begin

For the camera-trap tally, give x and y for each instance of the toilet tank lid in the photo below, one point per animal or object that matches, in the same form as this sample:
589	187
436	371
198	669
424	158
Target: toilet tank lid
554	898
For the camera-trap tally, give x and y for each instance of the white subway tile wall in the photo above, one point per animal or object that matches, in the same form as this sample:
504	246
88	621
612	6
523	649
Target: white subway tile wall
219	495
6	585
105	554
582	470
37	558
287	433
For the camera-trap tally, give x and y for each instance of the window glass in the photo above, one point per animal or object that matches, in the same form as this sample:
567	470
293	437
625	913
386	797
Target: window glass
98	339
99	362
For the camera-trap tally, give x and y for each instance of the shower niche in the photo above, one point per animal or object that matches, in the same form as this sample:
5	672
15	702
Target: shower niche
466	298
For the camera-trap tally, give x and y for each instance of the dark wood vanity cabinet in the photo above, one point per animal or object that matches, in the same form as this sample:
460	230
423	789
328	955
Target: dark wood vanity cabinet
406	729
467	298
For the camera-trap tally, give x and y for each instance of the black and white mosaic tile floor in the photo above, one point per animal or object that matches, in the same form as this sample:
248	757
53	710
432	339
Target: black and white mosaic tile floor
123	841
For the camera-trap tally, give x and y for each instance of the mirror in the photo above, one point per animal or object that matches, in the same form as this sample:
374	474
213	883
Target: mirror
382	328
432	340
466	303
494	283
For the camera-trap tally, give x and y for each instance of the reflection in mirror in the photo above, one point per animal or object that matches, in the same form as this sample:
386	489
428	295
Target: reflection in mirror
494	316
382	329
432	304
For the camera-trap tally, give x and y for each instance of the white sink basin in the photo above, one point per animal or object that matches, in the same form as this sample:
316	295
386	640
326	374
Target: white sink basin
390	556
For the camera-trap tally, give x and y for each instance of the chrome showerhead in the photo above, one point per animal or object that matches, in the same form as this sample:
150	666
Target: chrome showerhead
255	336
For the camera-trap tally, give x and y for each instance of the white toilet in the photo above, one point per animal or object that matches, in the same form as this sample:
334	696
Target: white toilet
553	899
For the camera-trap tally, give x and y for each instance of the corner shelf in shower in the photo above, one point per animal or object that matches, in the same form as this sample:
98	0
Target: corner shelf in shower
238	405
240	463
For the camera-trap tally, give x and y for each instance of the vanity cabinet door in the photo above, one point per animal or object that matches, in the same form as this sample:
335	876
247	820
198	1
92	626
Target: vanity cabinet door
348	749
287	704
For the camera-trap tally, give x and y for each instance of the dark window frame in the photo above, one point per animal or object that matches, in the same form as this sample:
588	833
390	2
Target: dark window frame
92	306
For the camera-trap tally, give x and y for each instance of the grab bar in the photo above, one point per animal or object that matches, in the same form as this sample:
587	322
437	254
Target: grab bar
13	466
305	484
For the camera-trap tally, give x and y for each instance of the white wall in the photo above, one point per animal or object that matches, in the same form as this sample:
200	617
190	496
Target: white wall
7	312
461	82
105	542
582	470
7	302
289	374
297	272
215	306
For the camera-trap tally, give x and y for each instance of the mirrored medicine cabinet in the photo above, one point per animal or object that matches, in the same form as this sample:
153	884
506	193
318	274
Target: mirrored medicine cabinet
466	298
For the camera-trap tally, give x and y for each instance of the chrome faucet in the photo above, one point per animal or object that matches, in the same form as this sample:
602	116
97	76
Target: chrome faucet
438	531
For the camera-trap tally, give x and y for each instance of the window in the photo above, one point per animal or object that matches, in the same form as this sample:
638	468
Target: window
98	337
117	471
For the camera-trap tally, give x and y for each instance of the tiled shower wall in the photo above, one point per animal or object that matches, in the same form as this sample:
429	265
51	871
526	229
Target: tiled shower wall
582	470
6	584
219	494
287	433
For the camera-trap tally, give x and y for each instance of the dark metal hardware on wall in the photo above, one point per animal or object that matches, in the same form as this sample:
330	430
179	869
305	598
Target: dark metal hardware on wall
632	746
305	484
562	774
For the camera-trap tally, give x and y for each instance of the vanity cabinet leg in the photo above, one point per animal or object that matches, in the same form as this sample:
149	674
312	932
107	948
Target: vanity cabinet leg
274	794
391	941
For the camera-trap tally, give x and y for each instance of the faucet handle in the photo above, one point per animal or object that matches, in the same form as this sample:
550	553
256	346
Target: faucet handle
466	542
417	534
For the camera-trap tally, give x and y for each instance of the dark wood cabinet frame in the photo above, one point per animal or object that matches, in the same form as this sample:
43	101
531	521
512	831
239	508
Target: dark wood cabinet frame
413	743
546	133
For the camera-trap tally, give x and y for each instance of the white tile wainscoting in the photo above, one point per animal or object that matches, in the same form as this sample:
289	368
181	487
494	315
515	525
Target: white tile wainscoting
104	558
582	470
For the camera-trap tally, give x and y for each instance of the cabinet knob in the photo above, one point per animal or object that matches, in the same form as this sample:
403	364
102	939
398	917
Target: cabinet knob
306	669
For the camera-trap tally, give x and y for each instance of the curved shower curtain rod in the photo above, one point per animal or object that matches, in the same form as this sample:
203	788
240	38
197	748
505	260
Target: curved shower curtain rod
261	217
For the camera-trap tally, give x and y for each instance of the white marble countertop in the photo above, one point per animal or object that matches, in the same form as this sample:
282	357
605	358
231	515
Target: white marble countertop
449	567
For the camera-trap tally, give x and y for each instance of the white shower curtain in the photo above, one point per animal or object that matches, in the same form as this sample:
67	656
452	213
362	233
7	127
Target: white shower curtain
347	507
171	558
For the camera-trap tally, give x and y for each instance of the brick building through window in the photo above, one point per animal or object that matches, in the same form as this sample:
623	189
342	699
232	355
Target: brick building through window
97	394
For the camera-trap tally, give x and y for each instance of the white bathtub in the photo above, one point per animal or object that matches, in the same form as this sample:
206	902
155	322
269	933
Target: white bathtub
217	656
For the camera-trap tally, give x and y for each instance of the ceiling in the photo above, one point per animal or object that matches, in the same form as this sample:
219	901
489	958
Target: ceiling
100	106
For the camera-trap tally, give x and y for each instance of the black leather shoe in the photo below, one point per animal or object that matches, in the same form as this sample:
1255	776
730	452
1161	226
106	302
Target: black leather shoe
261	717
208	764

end

YOUR OBJECTIVE: Write the material out again in its entirety, exactly as shown.

RESPONSE TO THIS TASK:
For the camera-trap tally, give x and y for each instance of the toilet tank lid in the photo below, one point per animal or object that matches, in the same form as this sample:
589	187
436	371
198	669
424	158
Target: toilet tank lid
554	898
For the camera-trap tally, give x and y for each instance of the white subway tile wall in the photo above, one point per animal or object that matches, in the same form as this sample:
504	246
88	621
612	6
523	649
Target: white subway tile wall
219	495
6	585
105	554
582	470
37	558
287	433
For the camera-trap tally, give x and y for each instance of the window glass in the photo above, one point per animal or object that matches, in the same form as this sample:
567	470
293	437
625	913
386	797
Target: window glass
98	339
99	362
For the camera-trap tally, give x and y for each instance of the shower niche in the photo above, one point per animal or object that matches, in the same form as this sample:
5	672
15	702
Target: shower niche
466	298
For the camera-trap tally, give x and y for each instance of the dark wood vanity cabinet in the photo above, one point per animal or object that matches, in the same form as this sample:
460	230
423	789
328	955
Target: dark wood vanity cabinet
406	729
467	298
For the camera-trap tally, give x and y for each instance of the black and white mosaic tile floor in the photo above, one point per animal or object that matches, in the same form as this sample:
248	757
53	710
432	339
Target: black and white mosaic tile floor
123	841
For the camera-trap tally, give x and y for each instance of the mirror in the photo above, one point per animal or object that matches, in the same form as this sample:
374	474
213	883
Target: mirror
382	328
432	340
466	303
494	283
For the camera-trap tally, give x and y for each instance of the reflection in mirror in the photo above, one point per animal or object that matches, in the same form as this sample:
386	489
428	295
Target: reflection in mirror
494	316
382	329
432	304
For the camera-trap tally, give x and y for each instance of the white sink basin in the photo above, one point per animal or object that matches, in the same form as this sample:
316	295
386	640
326	374
Target: white sink basin
390	556
For the camera-trap tally, give x and y for each instance of the chrome showerhead in the photo above, one point per animal or object that matches, in the same form as this sample:
150	666
Target: chrome showerhead
255	336
For the camera-trap tally, give x and y for each instance of the white toilet in the photo above, one point per animal or object that matches, in the same form as this sample:
334	696
Target: white toilet
553	899
For the camera-trap tally, give x and y for each instance of the corner shelf in shower in the photo above, one point per animal or object that matches, in the same form as this sample:
98	0
Target: corner shelf in shower
238	405
240	463
For the camera-trap tally, give x and y for each instance of the vanity cabinet door in the photo above, one point per animal or object that matches, in the same form as this sample:
335	876
247	820
198	1
92	626
Target: vanity cabinet door
348	749
287	704
For the camera-trap tally, give x and y for each instance of the dark window frame in the photo above, one point per animal or object that matches, in the same form as this sample:
588	833
390	2
Target: dark window frame
92	306
For the camera-trap tally, give x and y for each instance of the grab bar in the photo above, one point per animal or object that matches, in the same form as this sample:
587	322
437	254
Target: grab bar
13	466
305	484
For the camera-trap tally, give x and y for each instance of the white wall in the photo above, one point per animal or object that matches, in the same form as this sample:
200	617
190	496
Target: white wall
7	312
461	82
105	542
582	470
7	302
289	374
297	272
215	306
For the camera-trap tally, give x and y for each instance of the mirrored medicine cabinet in the photo above, one point per animal or object that matches, in the same form as this sample:
153	884
506	193
318	274
Target: mirrored medicine cabinet
466	298
For the camera-trap tally, give x and y for each instance of the chrome faucet in the photo above, one point per animal or object that matches, in the same form as this sample:
602	116
97	76
Target: chrome faucet
438	531
For the camera-trap tally, give x and y for each instance of the window in the photo above, one point per animal or object that matches, in the same form as this sample:
638	468
Target: window
98	337
117	471
For the camera-trap tally, give x and y for each instance of the tiled shower wall in the photo above, one point per animal or object that matches, in the same form as this sample:
429	265
51	871
526	229
Target: tiled shower wall
582	470
6	584
219	494
287	433
For the camera-trap tally, give x and y for each instance of the dark metal hardware on wall in the photo above, one point per animal or object that matches, in the same form as this sample:
330	430
179	869
305	598
Target: dark metal hardware on wall
632	746
305	484
562	774
For the camera-trap tally, give x and y for each instance of the vanity cabinet leg in the photo above, one point per animal or object that matches, in the same form as this sample:
149	674
312	932
107	948
Target: vanity cabinet leg
274	794
391	941
For the camera-trap tally, give x and y for each instance of the faucet handle in the photo above, one point per animal or object that matches, in the same form as this sample:
550	553
256	346
Target: faucet handle
466	542
417	534
For the camera-trap tally, give x and y for each instance of the dark wood cabinet frame in the photo above, one point per animal or object that matches, in the same form as this sample:
43	101
531	521
512	831
239	508
Target: dark wood cabinet frame
413	743
546	133
For the camera-trap tally, give x and y for each instance of the white tile wainscoting in the photo above, one point per animal or object that matches, in the same form as this sample:
289	368
181	487
494	315
515	525
Target: white tile wainscoting
104	558
582	470
For the camera-trap tally, give x and y for each instance of the cabinet knob in the photo above, one point per animal or object that matches, in the same form as this sample:
403	364
102	939
398	917
Target: cabinet knob
306	669
For the camera-trap tally, give x and y for each instance of the curved shower curtain rod in the photo above, one point per animal or object that matches, in the same form as this sample:
203	788
240	38
197	748
505	260
Target: curved shower curtain rod
261	217
For the camera-trap tally, give x and y for each instance of the white marble countertop in the photo above, one point per animal or object that matches, in the same form as this sample:
282	357
605	358
231	515
Target: white marble countertop
449	567
For the camera-trap tally, give x and y for each instance of the white shower curtain in the photo above, one point per animal or object that matches, in the same form as this sample:
67	656
452	213
362	233
7	127
Target: white shower curtain
347	507
171	558
For the camera-trap tally, give x and y for each instance of the brick building through window in the photo above, one point per animal or object that matches, in the same form as this sample:
623	189
342	699
232	355
Target: brick building through window
97	394
For the camera-trap tally, give x and y for each instance of the white bathtub in the photo above, one point per animal or object that matches, in the same form as this sample:
206	902
155	322
269	933
Target: white bathtub
217	656
For the camera-trap tally, give x and y for each instance of the ceiling in the photo above, one point per animal or object that matches, in the same form as this sample:
219	901
489	958
Target: ceiling
100	106
For the camera-trap tally, give x and y for each instance of the black leather shoe in the photo below, one point per animal or object that matches, in the same form as this sample:
1255	776
730	452
1161	226
106	302
Target: black leather shoe
261	717
208	764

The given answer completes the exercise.